◆ **Exercice 1**
Dites si chacune des affirmations (a), (b) et (c) concorde avec le texte sur les Frères musulmans. Répondez par oui ou par non, en citant à l'identique les mots du texte qui tranchent.
(a) L'islam y est décrit comme une histoire présente sur trois continents depuis plus de 1500 ans.
(b) Le texte présente l'islam comme un courant unique et homogène.
(c) Le rapport sur l'entrisme des Frères musulmans a été commandé par l'exécutif.

◆ **Texte fourni**
=====
Les Frères Musulmans ; derrière l'actualité explications d'une pensée

L’Islam n’est pas monolythique. C’est à la fois une civilisation, une foi, une religion divisée en une myriade de courants, d’approches, de tendances et de jurisprudences, c’est aussi un ensemble de pratiques culturelles des plus diverses, c’est une histoire présente sur trois continents depuis plus de 1500 ans.
Face à la diversité de l’Islam, il est parfois difficile de se repérer et de comprendre les faits culturels, religieux et politiques qui nous viennent du monde musulman et face auxquels nous somme confrontés dans nos vies républicaines.
Ainsi, suite au tonitruant rapport commandé par l'exécutif sur l’entrisme des Frères musulmans, il est important de décrypter avant tout ce qu’est cette confrérie.
=====
◆ **Exercice 2**
Relevez chaque ligne du relevé qui contient la chaîne « dune ». La casse compte.

◆ **Données enregistrées**
=====
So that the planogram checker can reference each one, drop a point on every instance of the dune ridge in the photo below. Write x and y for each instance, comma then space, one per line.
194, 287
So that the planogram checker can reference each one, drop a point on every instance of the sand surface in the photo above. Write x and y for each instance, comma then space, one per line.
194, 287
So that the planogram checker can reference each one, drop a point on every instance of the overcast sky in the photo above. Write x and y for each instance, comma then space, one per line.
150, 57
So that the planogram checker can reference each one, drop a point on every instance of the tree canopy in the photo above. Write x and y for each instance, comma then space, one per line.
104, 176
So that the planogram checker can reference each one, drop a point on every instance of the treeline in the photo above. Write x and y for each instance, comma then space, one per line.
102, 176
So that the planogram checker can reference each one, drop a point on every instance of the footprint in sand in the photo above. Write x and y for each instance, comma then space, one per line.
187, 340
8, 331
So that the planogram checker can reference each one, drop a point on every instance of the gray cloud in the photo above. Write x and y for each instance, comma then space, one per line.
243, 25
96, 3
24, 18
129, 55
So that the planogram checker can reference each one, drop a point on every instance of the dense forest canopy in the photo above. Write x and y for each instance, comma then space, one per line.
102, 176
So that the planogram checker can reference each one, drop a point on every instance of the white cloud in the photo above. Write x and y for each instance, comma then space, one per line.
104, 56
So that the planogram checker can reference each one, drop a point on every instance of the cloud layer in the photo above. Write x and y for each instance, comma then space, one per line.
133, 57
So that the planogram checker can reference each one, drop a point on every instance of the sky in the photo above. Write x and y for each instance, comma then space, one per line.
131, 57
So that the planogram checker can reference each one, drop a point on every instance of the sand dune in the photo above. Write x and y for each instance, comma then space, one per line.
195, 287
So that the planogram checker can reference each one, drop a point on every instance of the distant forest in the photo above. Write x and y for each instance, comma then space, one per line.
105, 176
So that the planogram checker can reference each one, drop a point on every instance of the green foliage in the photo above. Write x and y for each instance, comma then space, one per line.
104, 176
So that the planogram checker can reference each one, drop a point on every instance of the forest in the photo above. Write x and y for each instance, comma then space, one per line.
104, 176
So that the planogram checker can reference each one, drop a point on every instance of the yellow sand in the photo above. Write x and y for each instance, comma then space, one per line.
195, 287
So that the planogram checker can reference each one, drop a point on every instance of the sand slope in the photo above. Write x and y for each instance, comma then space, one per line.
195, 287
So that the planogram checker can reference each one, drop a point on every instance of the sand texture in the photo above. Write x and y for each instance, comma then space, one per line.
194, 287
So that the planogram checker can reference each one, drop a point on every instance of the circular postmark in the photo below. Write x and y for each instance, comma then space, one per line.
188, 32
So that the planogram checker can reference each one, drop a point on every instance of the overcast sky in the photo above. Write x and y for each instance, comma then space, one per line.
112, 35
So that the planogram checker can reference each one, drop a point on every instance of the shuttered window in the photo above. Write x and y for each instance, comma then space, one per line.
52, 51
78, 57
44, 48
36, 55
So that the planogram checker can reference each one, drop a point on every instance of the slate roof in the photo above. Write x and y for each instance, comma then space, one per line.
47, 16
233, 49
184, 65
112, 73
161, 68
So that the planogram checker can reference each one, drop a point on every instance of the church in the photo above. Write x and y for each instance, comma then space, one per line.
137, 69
=====
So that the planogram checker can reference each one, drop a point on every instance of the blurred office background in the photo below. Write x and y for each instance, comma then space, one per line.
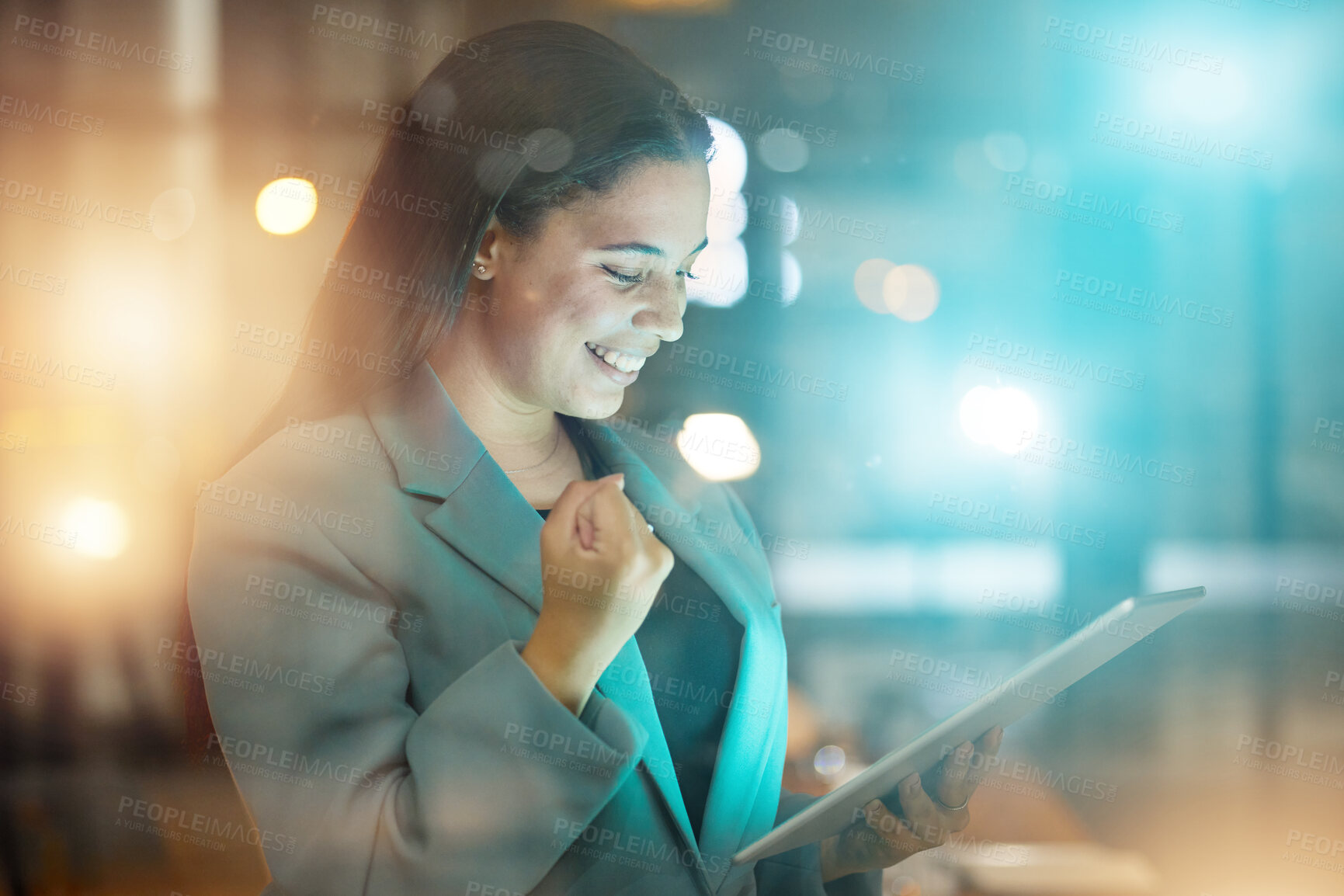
=====
◆ **Corrigé 1**
(a) Oui : « c’est une histoire présente sur trois continents depuis plus de 1500 ans ».
(b) Non : « une religion divisée en une myriade de courants, d’approches, de tendances et de jurisprudences ».
(c) Oui : « rapport commandé par l'exécutif sur l’entrisme des Frères musulmans ».

◆ **Corrigé 2**
So that the planogram checker can reference each one, drop a point on every instance of the dune ridge in the photo below. Write x and y for each instance, comma then space, one per line.
So that the planogram checker can reference each one, drop a point on every instance of the sand dune in the photo above. Write x and y for each instance, comma then space, one per line.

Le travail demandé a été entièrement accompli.